(Data lines)
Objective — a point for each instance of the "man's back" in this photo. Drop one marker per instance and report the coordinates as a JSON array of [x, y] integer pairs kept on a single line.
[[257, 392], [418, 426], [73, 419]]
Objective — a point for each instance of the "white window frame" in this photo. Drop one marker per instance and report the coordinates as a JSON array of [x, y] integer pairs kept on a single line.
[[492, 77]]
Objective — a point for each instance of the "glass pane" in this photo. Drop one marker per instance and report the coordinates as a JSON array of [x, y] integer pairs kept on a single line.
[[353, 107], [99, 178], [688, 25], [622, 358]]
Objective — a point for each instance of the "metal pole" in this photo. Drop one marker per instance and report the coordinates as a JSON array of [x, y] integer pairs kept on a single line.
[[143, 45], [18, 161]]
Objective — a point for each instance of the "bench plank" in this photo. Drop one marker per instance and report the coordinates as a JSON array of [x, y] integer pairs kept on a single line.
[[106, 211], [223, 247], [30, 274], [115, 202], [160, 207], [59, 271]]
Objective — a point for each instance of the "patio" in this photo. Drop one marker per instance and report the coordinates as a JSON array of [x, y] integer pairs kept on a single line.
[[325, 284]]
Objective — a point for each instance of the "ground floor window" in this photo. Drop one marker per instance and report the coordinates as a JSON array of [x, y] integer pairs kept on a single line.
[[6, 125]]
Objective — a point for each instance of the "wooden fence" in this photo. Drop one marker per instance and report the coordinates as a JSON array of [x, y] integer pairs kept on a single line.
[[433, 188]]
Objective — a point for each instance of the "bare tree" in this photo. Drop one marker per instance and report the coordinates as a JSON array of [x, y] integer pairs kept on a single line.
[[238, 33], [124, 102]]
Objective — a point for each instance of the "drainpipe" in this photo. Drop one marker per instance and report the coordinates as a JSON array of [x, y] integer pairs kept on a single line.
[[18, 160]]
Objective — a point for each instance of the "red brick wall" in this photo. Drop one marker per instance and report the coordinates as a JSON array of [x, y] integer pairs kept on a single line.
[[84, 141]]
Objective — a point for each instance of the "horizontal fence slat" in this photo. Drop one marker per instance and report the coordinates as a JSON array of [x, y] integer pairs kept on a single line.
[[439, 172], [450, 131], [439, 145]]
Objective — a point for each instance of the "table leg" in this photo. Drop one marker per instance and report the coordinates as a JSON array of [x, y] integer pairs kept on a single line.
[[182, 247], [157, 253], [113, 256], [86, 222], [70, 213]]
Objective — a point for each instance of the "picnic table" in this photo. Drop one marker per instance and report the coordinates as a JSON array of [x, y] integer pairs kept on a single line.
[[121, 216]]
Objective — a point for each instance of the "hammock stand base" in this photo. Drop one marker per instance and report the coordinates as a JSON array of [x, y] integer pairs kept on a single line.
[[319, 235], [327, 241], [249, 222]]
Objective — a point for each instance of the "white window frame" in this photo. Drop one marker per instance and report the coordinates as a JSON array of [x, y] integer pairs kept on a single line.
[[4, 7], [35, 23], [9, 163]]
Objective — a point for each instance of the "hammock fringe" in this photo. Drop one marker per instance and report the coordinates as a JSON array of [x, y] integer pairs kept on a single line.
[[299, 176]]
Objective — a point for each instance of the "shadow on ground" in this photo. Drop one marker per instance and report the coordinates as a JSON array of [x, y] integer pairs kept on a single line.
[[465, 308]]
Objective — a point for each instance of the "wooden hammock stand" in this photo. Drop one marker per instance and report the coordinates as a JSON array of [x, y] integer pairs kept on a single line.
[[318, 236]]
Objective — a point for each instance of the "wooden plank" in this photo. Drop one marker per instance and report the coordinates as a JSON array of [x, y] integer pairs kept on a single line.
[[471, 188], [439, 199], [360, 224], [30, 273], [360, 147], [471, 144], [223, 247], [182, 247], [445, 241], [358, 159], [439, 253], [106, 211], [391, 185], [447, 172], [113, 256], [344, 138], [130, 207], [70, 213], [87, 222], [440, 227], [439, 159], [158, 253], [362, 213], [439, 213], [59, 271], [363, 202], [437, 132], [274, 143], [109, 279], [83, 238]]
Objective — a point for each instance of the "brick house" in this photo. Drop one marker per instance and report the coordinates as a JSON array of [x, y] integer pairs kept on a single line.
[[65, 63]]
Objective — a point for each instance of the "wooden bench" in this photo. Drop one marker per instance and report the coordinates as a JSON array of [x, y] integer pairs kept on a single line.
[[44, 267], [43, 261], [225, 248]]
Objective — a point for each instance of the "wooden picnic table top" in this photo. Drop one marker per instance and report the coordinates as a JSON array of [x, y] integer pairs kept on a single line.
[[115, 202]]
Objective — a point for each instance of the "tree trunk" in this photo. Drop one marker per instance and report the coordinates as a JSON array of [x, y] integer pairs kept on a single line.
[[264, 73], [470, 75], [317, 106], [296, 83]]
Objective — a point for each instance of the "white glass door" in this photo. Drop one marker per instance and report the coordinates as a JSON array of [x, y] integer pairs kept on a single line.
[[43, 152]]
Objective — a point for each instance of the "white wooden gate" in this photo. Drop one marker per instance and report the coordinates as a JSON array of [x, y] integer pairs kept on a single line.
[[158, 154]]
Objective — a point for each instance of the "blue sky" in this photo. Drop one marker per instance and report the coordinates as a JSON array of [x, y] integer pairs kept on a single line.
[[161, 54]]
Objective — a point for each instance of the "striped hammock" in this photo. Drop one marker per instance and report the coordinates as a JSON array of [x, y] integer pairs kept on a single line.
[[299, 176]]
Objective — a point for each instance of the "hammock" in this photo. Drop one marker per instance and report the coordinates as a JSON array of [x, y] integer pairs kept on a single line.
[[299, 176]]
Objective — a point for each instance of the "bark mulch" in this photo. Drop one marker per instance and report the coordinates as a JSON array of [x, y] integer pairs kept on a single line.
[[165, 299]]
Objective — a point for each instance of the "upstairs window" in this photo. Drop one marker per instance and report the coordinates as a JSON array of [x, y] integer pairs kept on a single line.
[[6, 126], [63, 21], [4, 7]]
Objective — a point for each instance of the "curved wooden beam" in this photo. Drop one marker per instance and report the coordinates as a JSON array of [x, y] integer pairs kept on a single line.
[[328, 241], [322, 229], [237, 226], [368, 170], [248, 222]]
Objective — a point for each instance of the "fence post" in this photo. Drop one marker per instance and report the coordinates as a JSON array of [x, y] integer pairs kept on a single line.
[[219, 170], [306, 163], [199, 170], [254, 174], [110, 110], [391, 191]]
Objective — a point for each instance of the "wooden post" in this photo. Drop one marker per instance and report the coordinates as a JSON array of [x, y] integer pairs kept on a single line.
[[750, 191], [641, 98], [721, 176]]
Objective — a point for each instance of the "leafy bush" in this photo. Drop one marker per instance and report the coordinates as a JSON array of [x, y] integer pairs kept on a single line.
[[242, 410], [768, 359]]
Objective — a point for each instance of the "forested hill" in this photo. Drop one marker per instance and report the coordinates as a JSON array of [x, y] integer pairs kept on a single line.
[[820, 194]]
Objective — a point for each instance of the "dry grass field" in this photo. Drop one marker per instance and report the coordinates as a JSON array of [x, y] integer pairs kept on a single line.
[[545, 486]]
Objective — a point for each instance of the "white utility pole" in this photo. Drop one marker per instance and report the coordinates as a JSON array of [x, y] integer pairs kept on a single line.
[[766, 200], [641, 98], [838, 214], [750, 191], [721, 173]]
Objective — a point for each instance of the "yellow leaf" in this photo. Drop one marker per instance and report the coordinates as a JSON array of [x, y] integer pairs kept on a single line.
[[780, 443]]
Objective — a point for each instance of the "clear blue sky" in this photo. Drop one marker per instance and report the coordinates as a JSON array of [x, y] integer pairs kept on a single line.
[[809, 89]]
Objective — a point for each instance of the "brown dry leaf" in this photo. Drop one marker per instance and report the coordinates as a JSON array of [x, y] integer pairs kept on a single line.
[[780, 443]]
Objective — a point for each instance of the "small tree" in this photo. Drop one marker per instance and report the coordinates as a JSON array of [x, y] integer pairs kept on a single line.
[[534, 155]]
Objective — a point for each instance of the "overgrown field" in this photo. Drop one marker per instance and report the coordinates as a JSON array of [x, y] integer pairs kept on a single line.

> [GIVEN TASK] Can you return, word for word, the lines of the material starting at its first line and ending at the line that contains "[[257, 392], [418, 426], [73, 419]]", with both of those lines included?

> [TASK ANSWER]
Objective — a point for each instance of the "man's back" in this photo. Drop one marker per instance and report the coordinates as a JSON array of [x, y] integer pairs kept on a single line.
[[257, 392], [418, 426], [73, 419]]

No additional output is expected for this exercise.